Exercice court
Restituez mot pour mot le passage de l'extrait ci-dessous sur les formes d'adresse dans la famille coréenne, en commençant par « La subtilité d’utilisation » et en allant jusqu'à « épouse qui prévaut. ».

Extrait à lire
'''
La subtilité d’utilisation de “oppa”, n’est qu’un aperçu de la complexité des règles de formalisme à respecter lorsqu’on s’adresse à autrui dans la société coréenne, y compris au sein de la famille. Avant d’interpeller un oncle, une cousine ou une belle-tante, alors qu’il suffirait au Français de se rappeler les prénoms de chacun, le Coréen devra trouver le particule adéquat déterminé en fonction des rapports hiérarchiques qu’instaurent les différences d’âge et de sexe: chaque oncle ou tante aura ainsi une dénomination différente selon son âge relatif et selon qu’il ou elle sera du côté du père ou de la mère. Ces rapports hiérarchiques peuvent être très subtils: imaginons que votre épouse ait un grand-frère plus jeune que vous. Vous serez quand même tenu de l’appeler “grand-frère” parce que c’est son âge relatif à celui de votre épouse qui prévaut.
'''
Données enregistrées
'''
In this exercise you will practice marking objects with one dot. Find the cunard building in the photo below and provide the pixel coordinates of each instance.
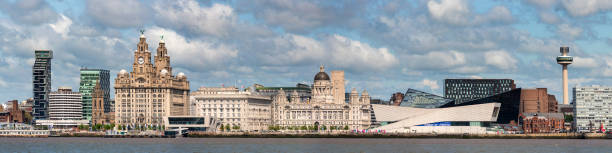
(325, 108)
(150, 91)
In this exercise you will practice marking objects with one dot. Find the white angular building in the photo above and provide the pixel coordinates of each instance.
(243, 109)
(592, 108)
(326, 107)
(473, 119)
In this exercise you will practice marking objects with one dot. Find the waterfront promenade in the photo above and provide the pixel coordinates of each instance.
(225, 145)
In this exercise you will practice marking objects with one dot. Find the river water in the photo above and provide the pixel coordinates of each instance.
(230, 145)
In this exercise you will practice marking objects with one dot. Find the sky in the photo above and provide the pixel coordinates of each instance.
(383, 46)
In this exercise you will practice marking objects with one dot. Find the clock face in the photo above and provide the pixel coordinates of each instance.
(140, 60)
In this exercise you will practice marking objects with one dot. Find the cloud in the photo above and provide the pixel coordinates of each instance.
(216, 20)
(303, 16)
(193, 54)
(568, 32)
(433, 85)
(62, 26)
(500, 59)
(119, 13)
(584, 62)
(458, 12)
(436, 60)
(29, 11)
(586, 7)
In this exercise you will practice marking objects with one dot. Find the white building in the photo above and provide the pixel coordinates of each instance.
(243, 109)
(65, 104)
(473, 119)
(326, 107)
(592, 108)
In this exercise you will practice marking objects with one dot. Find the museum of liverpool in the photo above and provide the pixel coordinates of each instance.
(472, 119)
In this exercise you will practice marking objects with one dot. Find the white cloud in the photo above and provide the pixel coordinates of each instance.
(452, 11)
(62, 26)
(118, 13)
(586, 7)
(458, 12)
(432, 84)
(436, 60)
(216, 20)
(500, 59)
(566, 31)
(193, 53)
(585, 62)
(349, 53)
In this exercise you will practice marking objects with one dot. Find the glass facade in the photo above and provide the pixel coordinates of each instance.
(420, 99)
(510, 105)
(41, 83)
(89, 78)
(463, 90)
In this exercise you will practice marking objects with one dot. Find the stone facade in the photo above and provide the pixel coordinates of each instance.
(322, 109)
(150, 91)
(99, 105)
(64, 104)
(245, 110)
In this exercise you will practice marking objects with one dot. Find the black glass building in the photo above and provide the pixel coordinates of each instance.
(463, 90)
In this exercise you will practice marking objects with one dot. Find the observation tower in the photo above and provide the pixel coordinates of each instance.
(565, 60)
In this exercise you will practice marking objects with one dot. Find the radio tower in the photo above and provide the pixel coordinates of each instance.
(565, 60)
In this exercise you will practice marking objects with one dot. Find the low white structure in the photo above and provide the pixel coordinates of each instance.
(62, 124)
(471, 119)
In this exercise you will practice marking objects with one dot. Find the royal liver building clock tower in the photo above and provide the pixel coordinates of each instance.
(150, 92)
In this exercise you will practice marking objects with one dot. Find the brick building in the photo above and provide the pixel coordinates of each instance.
(542, 122)
(537, 101)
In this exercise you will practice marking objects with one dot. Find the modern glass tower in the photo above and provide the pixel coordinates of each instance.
(41, 83)
(89, 77)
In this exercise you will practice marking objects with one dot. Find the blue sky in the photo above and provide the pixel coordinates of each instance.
(383, 46)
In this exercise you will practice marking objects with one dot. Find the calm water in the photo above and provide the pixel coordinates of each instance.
(229, 145)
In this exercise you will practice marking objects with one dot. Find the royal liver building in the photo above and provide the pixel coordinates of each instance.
(150, 91)
(327, 106)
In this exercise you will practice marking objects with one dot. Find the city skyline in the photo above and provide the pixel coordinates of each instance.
(382, 47)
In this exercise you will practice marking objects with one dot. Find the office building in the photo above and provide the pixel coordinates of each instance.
(89, 79)
(41, 83)
(241, 110)
(592, 108)
(150, 92)
(64, 104)
(463, 90)
(321, 109)
(565, 60)
(99, 105)
(302, 89)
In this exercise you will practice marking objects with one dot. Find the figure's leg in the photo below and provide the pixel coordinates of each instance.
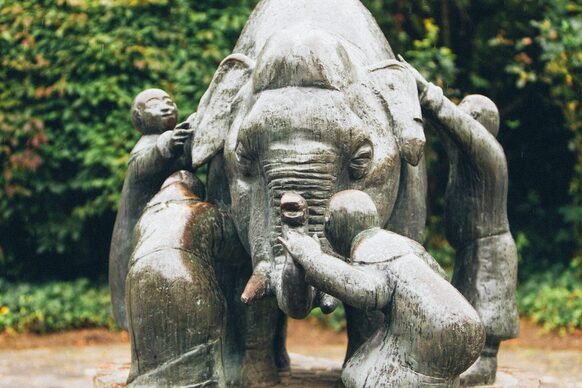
(176, 315)
(361, 325)
(259, 367)
(486, 274)
(433, 333)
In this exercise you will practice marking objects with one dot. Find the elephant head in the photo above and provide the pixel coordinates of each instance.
(308, 115)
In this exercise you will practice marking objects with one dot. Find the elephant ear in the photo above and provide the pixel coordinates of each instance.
(396, 87)
(213, 119)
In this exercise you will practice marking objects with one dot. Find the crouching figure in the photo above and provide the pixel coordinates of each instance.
(176, 309)
(431, 333)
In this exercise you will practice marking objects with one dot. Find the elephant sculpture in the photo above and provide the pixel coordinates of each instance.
(311, 101)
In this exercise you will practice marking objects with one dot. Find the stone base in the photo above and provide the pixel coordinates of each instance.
(311, 372)
(513, 378)
(306, 372)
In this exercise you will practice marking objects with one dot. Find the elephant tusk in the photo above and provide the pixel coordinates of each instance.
(256, 289)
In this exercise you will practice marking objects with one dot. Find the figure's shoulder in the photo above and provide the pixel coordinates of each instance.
(379, 245)
(144, 144)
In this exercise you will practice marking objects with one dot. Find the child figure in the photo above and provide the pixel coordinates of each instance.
(476, 216)
(156, 155)
(431, 333)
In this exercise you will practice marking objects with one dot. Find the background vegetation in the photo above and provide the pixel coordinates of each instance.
(70, 68)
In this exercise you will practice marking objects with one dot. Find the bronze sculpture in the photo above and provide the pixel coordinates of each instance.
(476, 216)
(392, 273)
(156, 155)
(311, 103)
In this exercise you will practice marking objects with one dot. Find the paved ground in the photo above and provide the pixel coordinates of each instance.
(74, 365)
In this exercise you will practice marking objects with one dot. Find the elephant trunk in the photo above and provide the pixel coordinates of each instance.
(312, 179)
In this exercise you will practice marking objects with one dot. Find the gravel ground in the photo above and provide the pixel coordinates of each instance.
(75, 365)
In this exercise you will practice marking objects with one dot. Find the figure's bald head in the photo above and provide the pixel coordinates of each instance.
(349, 213)
(153, 111)
(483, 110)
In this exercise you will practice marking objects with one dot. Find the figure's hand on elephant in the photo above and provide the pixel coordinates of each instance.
(421, 82)
(300, 245)
(179, 138)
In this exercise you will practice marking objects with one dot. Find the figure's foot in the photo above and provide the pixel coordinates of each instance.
(482, 372)
(259, 370)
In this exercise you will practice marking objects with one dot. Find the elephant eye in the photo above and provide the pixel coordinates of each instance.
(361, 161)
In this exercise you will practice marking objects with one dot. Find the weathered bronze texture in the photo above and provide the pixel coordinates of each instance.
(430, 333)
(476, 216)
(155, 156)
(313, 134)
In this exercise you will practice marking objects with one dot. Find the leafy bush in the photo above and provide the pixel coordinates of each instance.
(68, 73)
(69, 70)
(54, 306)
(554, 299)
(335, 321)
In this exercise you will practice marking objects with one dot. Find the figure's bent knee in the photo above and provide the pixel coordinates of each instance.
(456, 337)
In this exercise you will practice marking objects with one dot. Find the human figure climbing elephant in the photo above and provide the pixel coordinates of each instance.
(311, 101)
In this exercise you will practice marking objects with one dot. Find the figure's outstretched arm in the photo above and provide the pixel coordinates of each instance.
(358, 287)
(154, 159)
(468, 135)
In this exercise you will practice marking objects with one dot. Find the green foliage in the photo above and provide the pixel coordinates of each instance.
(68, 73)
(54, 306)
(335, 321)
(70, 68)
(554, 298)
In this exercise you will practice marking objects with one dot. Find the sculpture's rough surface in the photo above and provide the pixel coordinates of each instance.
(476, 216)
(310, 104)
(431, 333)
(175, 307)
(155, 156)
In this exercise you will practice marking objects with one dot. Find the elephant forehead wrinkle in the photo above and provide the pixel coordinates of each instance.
(306, 112)
(314, 160)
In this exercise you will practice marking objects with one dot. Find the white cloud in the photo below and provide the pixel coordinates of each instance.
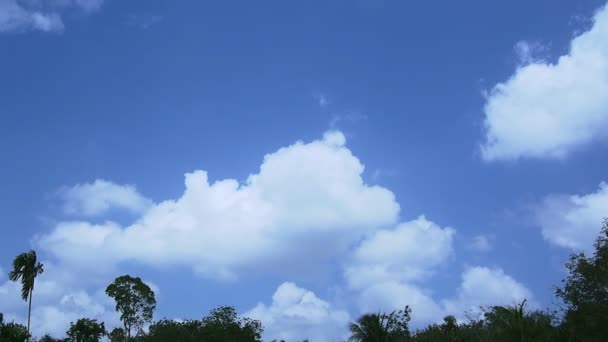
(409, 252)
(21, 16)
(481, 243)
(573, 221)
(14, 17)
(482, 286)
(386, 269)
(304, 194)
(296, 314)
(97, 198)
(549, 110)
(388, 296)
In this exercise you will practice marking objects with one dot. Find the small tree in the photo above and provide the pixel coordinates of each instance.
(117, 335)
(393, 327)
(86, 330)
(223, 324)
(12, 332)
(134, 301)
(25, 269)
(585, 292)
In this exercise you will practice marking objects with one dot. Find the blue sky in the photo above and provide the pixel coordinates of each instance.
(305, 162)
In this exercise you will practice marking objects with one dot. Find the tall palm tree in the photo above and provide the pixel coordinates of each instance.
(26, 268)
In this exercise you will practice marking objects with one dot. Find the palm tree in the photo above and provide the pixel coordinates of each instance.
(26, 268)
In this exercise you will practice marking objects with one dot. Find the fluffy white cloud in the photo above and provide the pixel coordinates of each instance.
(548, 110)
(20, 16)
(296, 314)
(386, 269)
(97, 198)
(14, 17)
(573, 221)
(481, 243)
(304, 195)
(482, 286)
(408, 252)
(57, 303)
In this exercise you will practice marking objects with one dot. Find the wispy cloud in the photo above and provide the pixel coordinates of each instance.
(23, 16)
(143, 21)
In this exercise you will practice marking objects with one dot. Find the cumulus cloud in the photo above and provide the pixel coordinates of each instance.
(481, 243)
(549, 110)
(58, 300)
(296, 314)
(573, 221)
(386, 269)
(481, 287)
(408, 252)
(21, 16)
(92, 199)
(304, 194)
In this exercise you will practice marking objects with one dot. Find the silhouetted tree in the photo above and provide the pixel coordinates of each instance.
(393, 327)
(12, 332)
(86, 330)
(134, 300)
(585, 292)
(117, 335)
(26, 268)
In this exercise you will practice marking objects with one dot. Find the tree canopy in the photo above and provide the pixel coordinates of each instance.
(135, 301)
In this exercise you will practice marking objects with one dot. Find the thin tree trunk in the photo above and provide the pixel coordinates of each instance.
(29, 313)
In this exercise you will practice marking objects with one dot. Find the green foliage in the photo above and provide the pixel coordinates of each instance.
(585, 292)
(117, 335)
(393, 327)
(134, 301)
(48, 338)
(86, 330)
(448, 331)
(12, 332)
(25, 269)
(222, 325)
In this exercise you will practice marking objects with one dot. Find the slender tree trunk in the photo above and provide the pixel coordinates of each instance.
(29, 313)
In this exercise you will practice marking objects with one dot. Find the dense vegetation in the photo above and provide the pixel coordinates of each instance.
(583, 315)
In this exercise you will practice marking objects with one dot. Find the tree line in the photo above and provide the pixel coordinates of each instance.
(582, 314)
'''
Résultat obtenu
La subtilité d’utilisation de “oppa”, n’est qu’un aperçu de la complexité des règles de formalisme à respecter lorsqu’on s’adresse à autrui dans la société coréenne, y compris au sein de la famille. Avant d’interpeller un oncle, une cousine ou une belle-tante, alors qu’il suffirait au Français de se rappeler les prénoms de chacun, le Coréen devra trouver le particule adéquat déterminé en fonction des rapports hiérarchiques qu’instaurent les différences d’âge et de sexe: chaque oncle ou tante aura ainsi une dénomination différente selon son âge relatif et selon qu’il ou elle sera du côté du père ou de la mère. Ces rapports hiérarchiques peuvent être très subtils: imaginons que votre épouse ait un grand-frère plus jeune que vous. Vous serez quand même tenu de l’appeler “grand-frère” parce que c’est son âge relatif à celui de votre épouse qui prévaut.